[[ LISTED RECORDS, beginning ]]

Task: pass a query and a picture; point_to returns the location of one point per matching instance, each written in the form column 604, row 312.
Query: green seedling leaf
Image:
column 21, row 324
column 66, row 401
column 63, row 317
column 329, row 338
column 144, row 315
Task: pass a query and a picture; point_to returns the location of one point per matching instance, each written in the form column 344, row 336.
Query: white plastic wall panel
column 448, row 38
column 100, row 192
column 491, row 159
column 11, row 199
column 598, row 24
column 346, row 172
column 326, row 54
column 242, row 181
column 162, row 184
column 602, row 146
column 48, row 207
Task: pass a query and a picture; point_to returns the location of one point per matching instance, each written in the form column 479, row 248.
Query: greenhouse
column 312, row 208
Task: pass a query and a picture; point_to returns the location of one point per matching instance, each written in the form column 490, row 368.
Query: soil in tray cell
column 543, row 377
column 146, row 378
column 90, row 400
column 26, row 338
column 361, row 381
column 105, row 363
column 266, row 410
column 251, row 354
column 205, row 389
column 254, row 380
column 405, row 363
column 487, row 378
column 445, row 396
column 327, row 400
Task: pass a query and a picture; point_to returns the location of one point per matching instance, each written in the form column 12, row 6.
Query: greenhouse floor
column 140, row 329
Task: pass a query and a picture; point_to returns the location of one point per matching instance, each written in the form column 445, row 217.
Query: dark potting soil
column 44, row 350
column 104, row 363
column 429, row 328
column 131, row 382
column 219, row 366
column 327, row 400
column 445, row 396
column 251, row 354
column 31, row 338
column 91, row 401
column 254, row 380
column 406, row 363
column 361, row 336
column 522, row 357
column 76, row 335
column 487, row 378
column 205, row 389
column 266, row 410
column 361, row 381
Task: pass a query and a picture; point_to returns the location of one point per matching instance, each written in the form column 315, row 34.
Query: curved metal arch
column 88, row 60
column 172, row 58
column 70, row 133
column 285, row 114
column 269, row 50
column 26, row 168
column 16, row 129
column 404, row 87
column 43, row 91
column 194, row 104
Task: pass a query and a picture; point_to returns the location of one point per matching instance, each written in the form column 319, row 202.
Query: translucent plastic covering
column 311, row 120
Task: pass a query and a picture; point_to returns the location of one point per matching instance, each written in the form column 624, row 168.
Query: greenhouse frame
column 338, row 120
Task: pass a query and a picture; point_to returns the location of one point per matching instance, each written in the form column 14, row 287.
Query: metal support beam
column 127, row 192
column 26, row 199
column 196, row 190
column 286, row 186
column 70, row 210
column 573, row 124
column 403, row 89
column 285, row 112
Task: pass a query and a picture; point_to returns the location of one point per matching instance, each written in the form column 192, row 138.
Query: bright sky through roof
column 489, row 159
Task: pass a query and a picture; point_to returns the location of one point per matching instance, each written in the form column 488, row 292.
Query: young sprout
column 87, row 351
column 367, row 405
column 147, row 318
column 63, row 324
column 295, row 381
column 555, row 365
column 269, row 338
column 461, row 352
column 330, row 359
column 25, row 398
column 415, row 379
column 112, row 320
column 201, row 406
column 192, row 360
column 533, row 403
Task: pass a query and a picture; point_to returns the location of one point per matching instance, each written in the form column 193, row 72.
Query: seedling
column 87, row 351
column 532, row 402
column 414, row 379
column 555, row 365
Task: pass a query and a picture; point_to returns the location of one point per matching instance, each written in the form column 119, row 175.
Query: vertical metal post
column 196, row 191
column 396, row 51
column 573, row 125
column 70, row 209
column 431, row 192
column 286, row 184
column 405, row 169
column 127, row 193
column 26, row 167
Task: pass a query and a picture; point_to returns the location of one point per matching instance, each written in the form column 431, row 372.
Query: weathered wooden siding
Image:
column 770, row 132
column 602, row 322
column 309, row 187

[[ LISTED RECORDS, end ]]

REQUIREMENT: Transcribe every record exactly.

SOLUTION FOR THIS TASK:
Task: pass a query and a picture; point_to returns the location of one point per matching instance, each written in the form column 604, row 312.
Query: green seedling leaf
Image:
column 21, row 324
column 66, row 401
column 63, row 317
column 329, row 338
column 144, row 315
Task: pass a query and a picture; point_to returns the location of one point per matching instance, each written in the form column 344, row 336.
Query: white plastic wall panel
column 448, row 38
column 100, row 192
column 491, row 159
column 11, row 199
column 598, row 24
column 346, row 172
column 326, row 54
column 242, row 181
column 162, row 184
column 602, row 146
column 48, row 207
Task: pass a query and a picture; point_to returns the location of one point per matching instance, each written in the form column 479, row 248.
Query: greenhouse
column 312, row 208
Task: pass a query and a picture; point_to returns the location of one point per matching instance, each written in the form column 490, row 368.
Query: soil in tray cell
column 543, row 377
column 146, row 378
column 90, row 400
column 26, row 338
column 361, row 381
column 105, row 363
column 266, row 410
column 251, row 354
column 205, row 389
column 254, row 380
column 405, row 363
column 487, row 378
column 445, row 396
column 327, row 400
Task: pass a query and a picture; point_to returns the location of one point per matching instance, each written in the form column 12, row 6.
Query: greenhouse floor
column 140, row 329
Task: pass a query and a picture; point_to returns the location of one point per matching instance, each written in the form column 445, row 217.
Query: dark potting soil
column 44, row 350
column 104, row 363
column 429, row 328
column 131, row 382
column 219, row 366
column 327, row 400
column 445, row 396
column 251, row 354
column 31, row 338
column 91, row 401
column 254, row 380
column 406, row 363
column 361, row 336
column 522, row 357
column 76, row 335
column 487, row 378
column 205, row 389
column 266, row 410
column 361, row 381
Task: pass a query and a picture; point_to returns the location of one point per matching instance, each written in the form column 315, row 34.
Query: curved metal arch
column 88, row 60
column 172, row 58
column 70, row 133
column 285, row 114
column 269, row 50
column 26, row 168
column 16, row 129
column 404, row 87
column 43, row 91
column 194, row 104
Task: pass a query and a picture; point_to returns the location of one point per matching instance, each written in the form column 319, row 202.
Query: translucent plastic covering
column 311, row 120
Task: pass a query and a picture; point_to returns the location of one point per matching instance, each written in the form column 624, row 168.
Query: greenhouse frame
column 338, row 120
Task: pass a query and a picture; point_to returns the location of one point per matching instance, each written in the form column 14, row 287.
Query: metal support beam
column 127, row 192
column 26, row 199
column 196, row 190
column 286, row 186
column 70, row 210
column 573, row 124
column 403, row 89
column 285, row 112
Task: pass a query and a picture; point_to returns the location of one point per matching instance, each written in the form column 192, row 138.
Query: bright sky through roof
column 489, row 159
Task: pass a query and a picture; point_to returns the location of one point per matching instance, each written in the form column 488, row 292.
Query: young sprout
column 87, row 351
column 367, row 405
column 147, row 318
column 63, row 324
column 295, row 381
column 555, row 365
column 269, row 338
column 461, row 352
column 330, row 359
column 25, row 398
column 415, row 379
column 112, row 320
column 201, row 406
column 192, row 360
column 533, row 403
Task: pass a query and a picture; point_to returns the location of one point per matching instance, each written in the form column 193, row 72.
Query: seedling
column 87, row 351
column 532, row 402
column 414, row 379
column 555, row 365
Task: pass a query and a picture; point_to returns the location of one point per matching instance, each written in the form column 119, row 175.
Query: vertical metal post
column 196, row 191
column 396, row 51
column 573, row 125
column 70, row 209
column 431, row 192
column 286, row 184
column 405, row 169
column 127, row 193
column 26, row 167
Task: pass a query and a picture; point_to returns the location of one point per matching instance, each written in the form column 431, row 372.
Query: weathered wooden siding
Image:
column 770, row 132
column 602, row 322
column 309, row 187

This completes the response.